Render the records as a JSON list of strings, one string per line with blank lines omitted, starting at the first line and running through the line that contains "point(29, 37)". Include nothing past that line.

──────── Data for processing

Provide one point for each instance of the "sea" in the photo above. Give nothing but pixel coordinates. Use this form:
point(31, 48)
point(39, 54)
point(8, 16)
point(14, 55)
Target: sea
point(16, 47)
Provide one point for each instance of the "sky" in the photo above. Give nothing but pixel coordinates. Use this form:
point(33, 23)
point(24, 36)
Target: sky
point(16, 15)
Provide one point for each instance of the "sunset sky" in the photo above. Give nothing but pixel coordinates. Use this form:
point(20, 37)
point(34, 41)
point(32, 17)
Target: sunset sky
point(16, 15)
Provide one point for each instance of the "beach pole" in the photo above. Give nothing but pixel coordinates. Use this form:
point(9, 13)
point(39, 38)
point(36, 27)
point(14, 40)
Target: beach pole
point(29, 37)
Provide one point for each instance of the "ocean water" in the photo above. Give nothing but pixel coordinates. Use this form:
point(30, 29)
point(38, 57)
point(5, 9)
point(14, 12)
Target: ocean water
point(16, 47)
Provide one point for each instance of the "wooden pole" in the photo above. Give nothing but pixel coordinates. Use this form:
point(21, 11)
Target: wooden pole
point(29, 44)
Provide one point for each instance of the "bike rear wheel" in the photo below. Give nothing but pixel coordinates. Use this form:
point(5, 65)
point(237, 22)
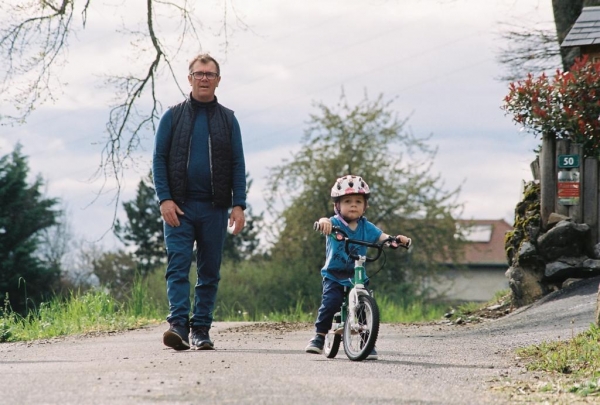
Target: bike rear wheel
point(332, 344)
point(361, 329)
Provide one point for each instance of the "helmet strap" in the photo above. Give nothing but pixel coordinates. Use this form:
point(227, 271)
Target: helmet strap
point(338, 215)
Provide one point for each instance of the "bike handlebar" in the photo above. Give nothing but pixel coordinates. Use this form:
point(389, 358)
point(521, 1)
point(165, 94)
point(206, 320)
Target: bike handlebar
point(340, 235)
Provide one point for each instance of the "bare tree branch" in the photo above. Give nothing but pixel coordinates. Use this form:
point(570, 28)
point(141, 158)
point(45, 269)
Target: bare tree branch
point(33, 45)
point(529, 50)
point(31, 48)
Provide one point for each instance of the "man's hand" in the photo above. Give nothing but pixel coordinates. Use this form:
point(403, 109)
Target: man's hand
point(237, 219)
point(169, 211)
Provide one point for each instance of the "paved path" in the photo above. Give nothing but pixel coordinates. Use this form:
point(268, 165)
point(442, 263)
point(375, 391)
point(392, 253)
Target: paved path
point(419, 364)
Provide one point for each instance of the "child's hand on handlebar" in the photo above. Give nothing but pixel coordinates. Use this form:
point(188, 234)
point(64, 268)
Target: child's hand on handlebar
point(323, 225)
point(403, 240)
point(400, 240)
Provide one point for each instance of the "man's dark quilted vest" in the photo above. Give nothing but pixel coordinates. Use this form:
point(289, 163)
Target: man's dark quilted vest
point(220, 124)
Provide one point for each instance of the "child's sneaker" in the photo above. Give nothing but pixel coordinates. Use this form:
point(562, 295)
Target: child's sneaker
point(177, 337)
point(372, 355)
point(316, 345)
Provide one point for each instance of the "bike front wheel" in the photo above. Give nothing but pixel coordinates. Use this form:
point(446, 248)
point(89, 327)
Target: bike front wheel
point(361, 329)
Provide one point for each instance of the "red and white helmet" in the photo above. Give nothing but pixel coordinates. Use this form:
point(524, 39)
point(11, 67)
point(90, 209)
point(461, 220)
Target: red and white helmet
point(349, 184)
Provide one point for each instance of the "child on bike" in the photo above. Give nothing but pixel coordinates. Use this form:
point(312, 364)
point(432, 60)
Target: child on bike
point(350, 196)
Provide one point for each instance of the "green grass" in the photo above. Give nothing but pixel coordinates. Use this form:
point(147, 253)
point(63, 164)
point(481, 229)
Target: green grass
point(392, 311)
point(93, 311)
point(576, 360)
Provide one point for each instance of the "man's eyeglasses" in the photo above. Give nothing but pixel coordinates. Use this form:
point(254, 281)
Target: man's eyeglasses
point(208, 75)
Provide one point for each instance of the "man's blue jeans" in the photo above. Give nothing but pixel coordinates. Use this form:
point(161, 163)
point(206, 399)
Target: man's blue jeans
point(206, 226)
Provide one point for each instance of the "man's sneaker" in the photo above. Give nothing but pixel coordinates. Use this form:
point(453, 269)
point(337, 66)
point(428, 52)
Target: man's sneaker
point(177, 337)
point(200, 338)
point(372, 355)
point(316, 345)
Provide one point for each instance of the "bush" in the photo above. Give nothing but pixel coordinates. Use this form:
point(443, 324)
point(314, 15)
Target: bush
point(566, 106)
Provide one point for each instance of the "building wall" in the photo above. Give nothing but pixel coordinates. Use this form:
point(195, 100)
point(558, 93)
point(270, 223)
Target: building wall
point(470, 285)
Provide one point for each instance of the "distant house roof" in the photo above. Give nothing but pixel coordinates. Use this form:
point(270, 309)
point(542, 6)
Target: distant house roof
point(586, 30)
point(485, 241)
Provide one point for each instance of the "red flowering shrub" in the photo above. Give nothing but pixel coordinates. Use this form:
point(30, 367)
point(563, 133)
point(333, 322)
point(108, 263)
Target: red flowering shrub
point(567, 106)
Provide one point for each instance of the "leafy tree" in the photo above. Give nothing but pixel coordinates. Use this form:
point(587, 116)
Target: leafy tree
point(144, 227)
point(566, 105)
point(24, 213)
point(537, 49)
point(34, 46)
point(368, 140)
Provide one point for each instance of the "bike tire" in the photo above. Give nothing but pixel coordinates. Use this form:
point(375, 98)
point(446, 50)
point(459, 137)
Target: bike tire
point(332, 345)
point(362, 329)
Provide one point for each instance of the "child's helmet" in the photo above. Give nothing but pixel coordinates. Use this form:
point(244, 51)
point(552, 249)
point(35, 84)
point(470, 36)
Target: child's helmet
point(349, 184)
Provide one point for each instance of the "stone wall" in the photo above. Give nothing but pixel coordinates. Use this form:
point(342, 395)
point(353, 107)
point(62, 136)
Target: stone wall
point(543, 260)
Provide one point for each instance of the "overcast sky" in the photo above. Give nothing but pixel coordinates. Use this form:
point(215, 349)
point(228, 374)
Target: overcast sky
point(436, 59)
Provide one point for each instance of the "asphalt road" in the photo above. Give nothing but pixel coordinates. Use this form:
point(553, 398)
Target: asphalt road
point(266, 364)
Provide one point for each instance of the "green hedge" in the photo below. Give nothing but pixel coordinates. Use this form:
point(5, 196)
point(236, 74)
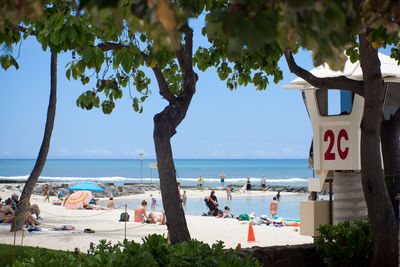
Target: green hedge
point(153, 252)
point(348, 243)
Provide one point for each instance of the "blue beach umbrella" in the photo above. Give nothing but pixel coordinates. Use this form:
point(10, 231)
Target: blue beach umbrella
point(86, 186)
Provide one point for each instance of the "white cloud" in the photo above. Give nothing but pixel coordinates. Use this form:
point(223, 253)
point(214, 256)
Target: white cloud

────────────────

- _Task result_
[
  "Provide one point for each instance of the \"sea\" in the photo above. Give nothing but pixel coordinates. Use this form:",
  "point(31, 48)",
  "point(39, 54)",
  "point(8, 16)",
  "point(14, 55)",
  "Target: sea",
  "point(16, 47)",
  "Provide one point for each instance of the \"sky\" in the photo above. Give nothing but pixel coordinates. Use this form:",
  "point(33, 23)",
  "point(24, 36)",
  "Target: sky",
  "point(16, 15)",
  "Provide one point for each instance of the \"sunset sky\" in the photo above. Give nothing but pixel coordinates. Use this form:",
  "point(20, 37)",
  "point(34, 41)",
  "point(32, 17)",
  "Target: sunset sky",
  "point(16, 15)",
  "Provide one point for each instance of the \"beach pole\" in the photo above. Give nothing but pixel coordinates. Use this form:",
  "point(9, 13)",
  "point(39, 38)",
  "point(36, 27)",
  "point(14, 40)",
  "Target: beach pole",
  "point(29, 37)"
]